------ Excerpt to read ------
There are a number of tools that make it easy to implement a data lake. However, most lack the essential features that prevent your data lake from turning into a data swamp.
Naghman Waheed and Brian Arnold offer an overview of Monsanto’s Data Historian platform, a cloud-based data platform built entirely from open source components that provides the user with the ability to efficient ingest, process, store, and access datasets without compromising ease of use, governance, or security. The platform was conceived to provide Monsanto with a simple tool to store files that reside on local computer drives and file shares into a central repository. Besides a user-friendly file ingestion interface, the original tool also gathered metadata both through user input and automatic parsing of files, and the uploaded content was immediately made available via an API. From those humble beginnings, Data Historian has turned into a full-blown well-managed data lake and is continuously being enhanced with new features.
Data Historian provides batch, streaming, and API-based ingestion in addition to simple file ingestion. As data is ingested, metadata is collected at the time of ingestion, making datasets immediately searchable in other tools such as Monsanto’s enterprise metadata management system as well as in the enterprise data catalog. The data from Data Historian can be accessed via an API or SQL queries. Security on datasets is controlled through an existing entitlement work flow based on virtual directory services. Even though the system is relatively young, it is already being used by several predictive models that query data out of Data Historian using an access API. In addition, descriptive analytics have been enabled via ODBC/JDBC connectivity, allowing traditional BI tools to interact with the datasets directly, thus increasing the utility of the platform.
Like other data lake platforms, Data Historian has numerous other features, such as scheduling and monitoring data loads, archiving data to low-cost storage, automated data deletion based on company data retention policies, and capturing and reporting platform adoption rate metrics, to name a few. The platform has been built using open source software, including Hadoop and AWS EMR as a processing engine, Sqoop for batch data loads, Ozzie for scheduling, Hive and Presto for query processing, Lambda for event triggering, and S3, Glacier, RDS, and DynamoDB for data storage. The platform is also fully integrated with AKAN and VDS (virtual directory service) and utilizes the OAuth 2.0 security model.
------
Return the stretch of the Data Historian text from "Like other data" through "2.0 security model.", copied word for word. The data that comes next has no connection to the Data Historian text.
------ Source excerpt ------
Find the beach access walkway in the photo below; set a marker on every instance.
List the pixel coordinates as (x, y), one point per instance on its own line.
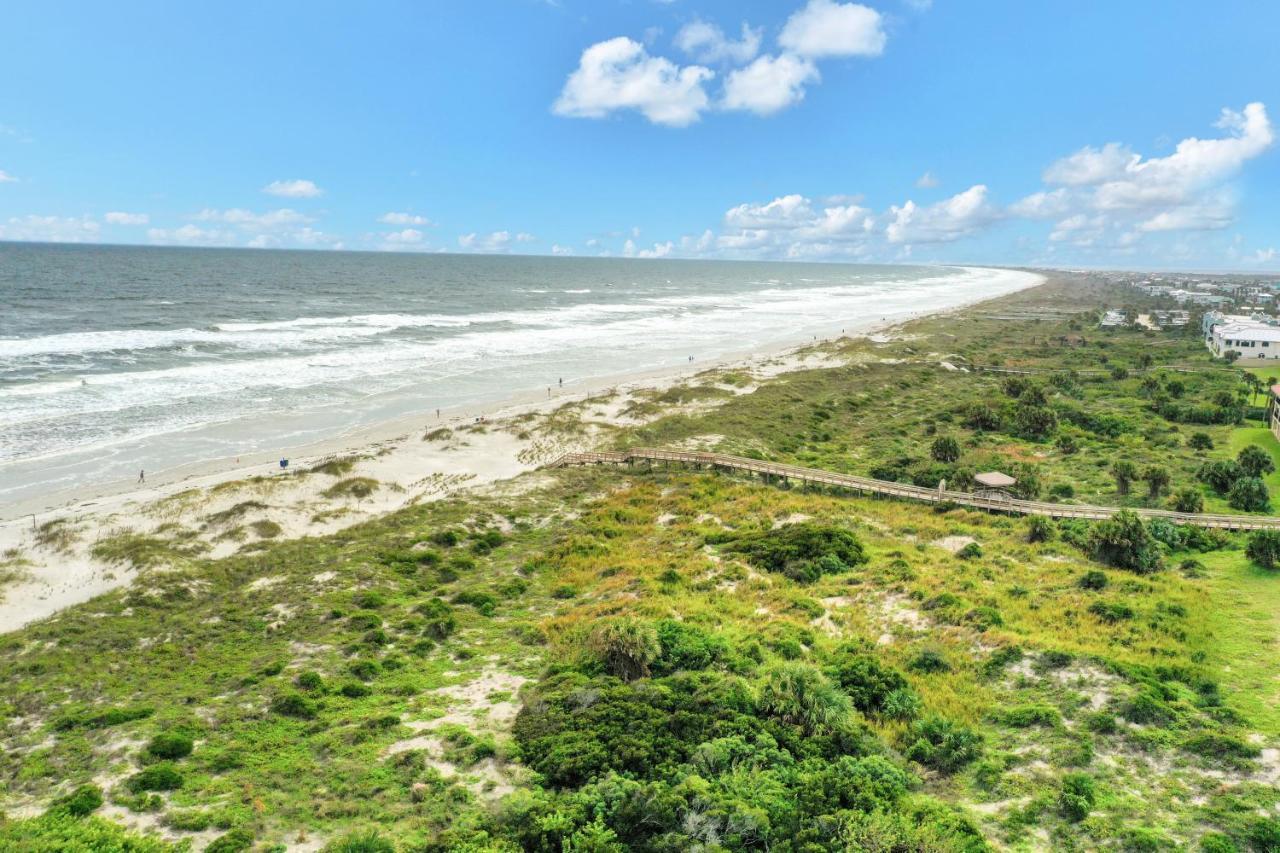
(777, 471)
------
### Response to this exercise
Like other data lake platforms, Data Historian has numerous other features, such as scheduling and monitoring data loads, archiving data to low-cost storage, automated data deletion based on company data retention policies, and capturing and reporting platform adoption rate metrics, to name a few. The platform has been built using open source software, including Hadoop and AWS EMR as a processing engine, Sqoop for batch data loads, Ozzie for scheduling, Hive and Presto for query processing, Lambda for event triggering, and S3, Glacier, RDS, and DynamoDB for data storage. The platform is also fully integrated with AKAN and VDS (virtual directory service) and utilizes the OAuth 2.0 security model.